### PAGE
At Beaulieu, Lord Montagu opened the National Motor Museum in 1952. At Woburn Abbey, the Duke of Bedford in 1955 opted to keep – and market to the public – the house and estate rather than making the by-then expected transfer to the National Trust as death duties struck. When he added a safari park in 1970, and other peers scoffed, he said that “it is better to be looked down on than overlooked”.

Other aristocrats bundled in, as guides, grocers, ringmasters, zookeepers and eager re-enactors of their own histories. Chatsworth, though, has come out ahead in this Darwinian struggle for survival. With Chatsworth Food from the home farm on sale in the shop (behind whose till the Duchess would serve) and Chatsworth Design in control of the intellectual property rights, the brand flourishes mightily. Look at the 2013 figures from the Association of Leading Visitor Attractions, and you see the benefits of Devonshire dynamism. With 644,817 punters, Chatsworth trounces every other private house – even Blenheim Palace lags behind on 610,794. Cliveden, the highest-ranked National Trust site, had 418,597 visitors. Do titled toffs in residence (or at least near at hand) still boost the numbers?

Chatsworth, first built in the 1550s after the earth-shaking match of William Cavendish and the astonishing Bess of Hardwick, ranks as an engine room of English history. But so does the grandiose, show-off Tudor palace that the much-married Bess built for herself in the 1590s on the other side of Derbyshire: “Hardwick Hall, more window than wall”. Hardwick was a Devonshire property for centuries. Then, in 1950, the death of the 10th Duke landed the family with a liability of £2.5m. The gossipy diarist “Chips” Channon asked: “Is this the end for Chatsworth? And for Hardwick?” In both cases, the answer was no, even though it took 17 years to pay off the tax bill. Each house lived on in a different way. Hardwick went to the National Trust; Chatsworth remained in the family. Within the NT portfolio, the equally illustrious and spectacular Hardwick Hall last year welcomed 220,924 customers. At Chatsworth, personal brand management, Devonshire-style, has almost tripled the footfall.

In its upper echelons at least, the British aristocracy has always known that it has to adapt or die. More sanguine historians have often argued that it sustained itself by recruiting new members from new wealth. That blood transfusion was most evident in the thousands of American heiresses who married into the landed class from the late 19th century on – those cash-for-rank swaps that produced Winston Churchill, son of Brooklyn-born Jennie Jerome. Hence its fabled flexibility, symbolised by the plucky, practical Duchess behind the till. Her illegitimate maternal grandfather, Tommy Bowles, was a satirical journalist; her great-grandmother a servant girl.

### SHORT TASK A
According to the article on Chatsworth, why did Channon ask whether it was the end for Chatsworth and Hardwick?

(Dataset rows on where objects appear)
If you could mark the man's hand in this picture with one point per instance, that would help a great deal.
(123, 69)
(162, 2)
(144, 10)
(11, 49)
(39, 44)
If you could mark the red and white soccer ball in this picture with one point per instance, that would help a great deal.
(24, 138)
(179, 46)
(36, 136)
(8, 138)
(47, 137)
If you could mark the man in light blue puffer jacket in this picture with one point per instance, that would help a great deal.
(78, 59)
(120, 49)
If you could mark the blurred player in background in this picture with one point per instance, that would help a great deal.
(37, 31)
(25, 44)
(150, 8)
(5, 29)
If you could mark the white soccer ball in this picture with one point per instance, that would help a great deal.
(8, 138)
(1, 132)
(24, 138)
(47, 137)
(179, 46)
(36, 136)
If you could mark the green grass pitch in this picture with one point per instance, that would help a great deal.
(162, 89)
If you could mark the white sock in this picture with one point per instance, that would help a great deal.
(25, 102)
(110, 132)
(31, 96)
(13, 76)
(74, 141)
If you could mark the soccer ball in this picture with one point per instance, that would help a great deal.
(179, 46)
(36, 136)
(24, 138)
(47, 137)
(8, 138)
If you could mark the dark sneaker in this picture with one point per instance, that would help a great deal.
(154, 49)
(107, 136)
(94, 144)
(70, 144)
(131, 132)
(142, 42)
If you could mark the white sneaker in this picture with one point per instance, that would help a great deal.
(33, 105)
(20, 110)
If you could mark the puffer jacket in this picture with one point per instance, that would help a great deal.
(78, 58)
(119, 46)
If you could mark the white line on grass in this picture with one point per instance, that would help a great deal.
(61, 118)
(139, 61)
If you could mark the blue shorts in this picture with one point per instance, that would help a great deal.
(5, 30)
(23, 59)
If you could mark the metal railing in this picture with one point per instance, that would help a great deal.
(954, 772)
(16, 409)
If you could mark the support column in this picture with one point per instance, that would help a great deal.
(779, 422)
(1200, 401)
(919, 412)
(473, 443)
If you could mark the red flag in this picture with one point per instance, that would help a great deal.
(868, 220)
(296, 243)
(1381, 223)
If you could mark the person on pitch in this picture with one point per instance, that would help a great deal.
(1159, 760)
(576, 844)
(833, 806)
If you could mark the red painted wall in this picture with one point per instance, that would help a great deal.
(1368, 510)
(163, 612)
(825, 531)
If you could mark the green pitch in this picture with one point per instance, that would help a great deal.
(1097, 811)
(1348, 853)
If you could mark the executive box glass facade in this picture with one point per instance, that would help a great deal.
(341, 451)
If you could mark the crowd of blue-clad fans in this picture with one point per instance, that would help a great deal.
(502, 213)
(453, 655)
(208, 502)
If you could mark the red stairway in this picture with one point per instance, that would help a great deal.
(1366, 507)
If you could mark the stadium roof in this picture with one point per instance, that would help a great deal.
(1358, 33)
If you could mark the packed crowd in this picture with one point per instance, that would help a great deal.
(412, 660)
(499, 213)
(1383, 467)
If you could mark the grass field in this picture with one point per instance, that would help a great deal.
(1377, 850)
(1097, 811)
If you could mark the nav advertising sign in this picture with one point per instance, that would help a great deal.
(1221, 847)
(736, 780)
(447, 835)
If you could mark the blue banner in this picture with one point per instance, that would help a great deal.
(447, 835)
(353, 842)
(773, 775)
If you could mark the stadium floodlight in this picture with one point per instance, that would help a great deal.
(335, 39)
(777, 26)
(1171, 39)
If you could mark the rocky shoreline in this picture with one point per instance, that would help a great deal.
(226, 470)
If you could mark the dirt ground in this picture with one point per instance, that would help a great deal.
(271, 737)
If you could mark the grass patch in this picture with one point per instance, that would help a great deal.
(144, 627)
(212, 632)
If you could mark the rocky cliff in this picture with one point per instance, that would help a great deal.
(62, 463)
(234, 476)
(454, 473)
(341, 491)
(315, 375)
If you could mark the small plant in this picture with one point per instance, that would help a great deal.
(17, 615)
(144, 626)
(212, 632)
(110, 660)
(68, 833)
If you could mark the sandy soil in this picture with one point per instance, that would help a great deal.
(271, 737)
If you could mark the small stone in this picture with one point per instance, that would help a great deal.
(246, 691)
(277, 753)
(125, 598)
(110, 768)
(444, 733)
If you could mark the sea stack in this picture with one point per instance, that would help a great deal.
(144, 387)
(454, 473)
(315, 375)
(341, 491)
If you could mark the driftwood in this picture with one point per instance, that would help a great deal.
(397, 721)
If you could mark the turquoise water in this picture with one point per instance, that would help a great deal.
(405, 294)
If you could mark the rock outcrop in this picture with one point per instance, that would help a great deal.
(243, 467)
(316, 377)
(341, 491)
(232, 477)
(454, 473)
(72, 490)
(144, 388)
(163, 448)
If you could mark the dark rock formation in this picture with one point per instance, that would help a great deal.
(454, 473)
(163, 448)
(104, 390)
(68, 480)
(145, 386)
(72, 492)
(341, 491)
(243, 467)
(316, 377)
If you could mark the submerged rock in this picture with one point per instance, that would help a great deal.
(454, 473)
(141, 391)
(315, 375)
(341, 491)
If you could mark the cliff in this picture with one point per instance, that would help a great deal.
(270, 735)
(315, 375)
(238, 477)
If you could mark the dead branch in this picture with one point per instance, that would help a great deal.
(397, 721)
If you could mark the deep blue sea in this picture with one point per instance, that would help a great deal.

### SHORT TASK B
Arrange the records as a two-column CSV with the columns request and points, one row per request. Start with the line with "If you could mark the metal" and go on through the line with "(1366, 507)". Put each field in quotes and replace line breaks with spaces.

### TASK RESPONSE A
The 10th Duke's death in 1950 left the family with a liability of £2.5m. That tax bill took 17 years to pay off.

### TASK RESPONSE B
request,points
"If you could mark the metal railing in this picture with one point per instance, that would help a great deal.","(954, 772) (16, 409)"
"If you could mark the support column in this picture with one point per instance, that would help a great deal.","(779, 422) (1200, 401) (919, 412) (473, 443)"
"If you could mark the red flag in this picture with one point per instance, that would help a great deal.","(868, 220) (296, 243) (1381, 223)"
"If you could mark the person on pitch in this picture with one point per instance, that would help a great deal.","(1159, 760) (576, 844) (833, 806)"
"If you could mark the red painted wall in this picture with one point per instance, that would help a great deal.","(1368, 510) (163, 612) (825, 531)"
"If you could mark the green pitch in this picture with one point per instance, that would help a great deal.","(1097, 811) (1348, 853)"
"If you could mark the executive box glass facade in this picture with one point per instance, that would help a great deal.","(341, 451)"
"If you could mark the crowd of blue-clad fans in this picture with one point per instance, that would help a great deal.","(502, 213) (453, 655) (208, 502)"
"If you could mark the red stairway in this picture with one point per instance, that would help a great deal.","(1366, 507)"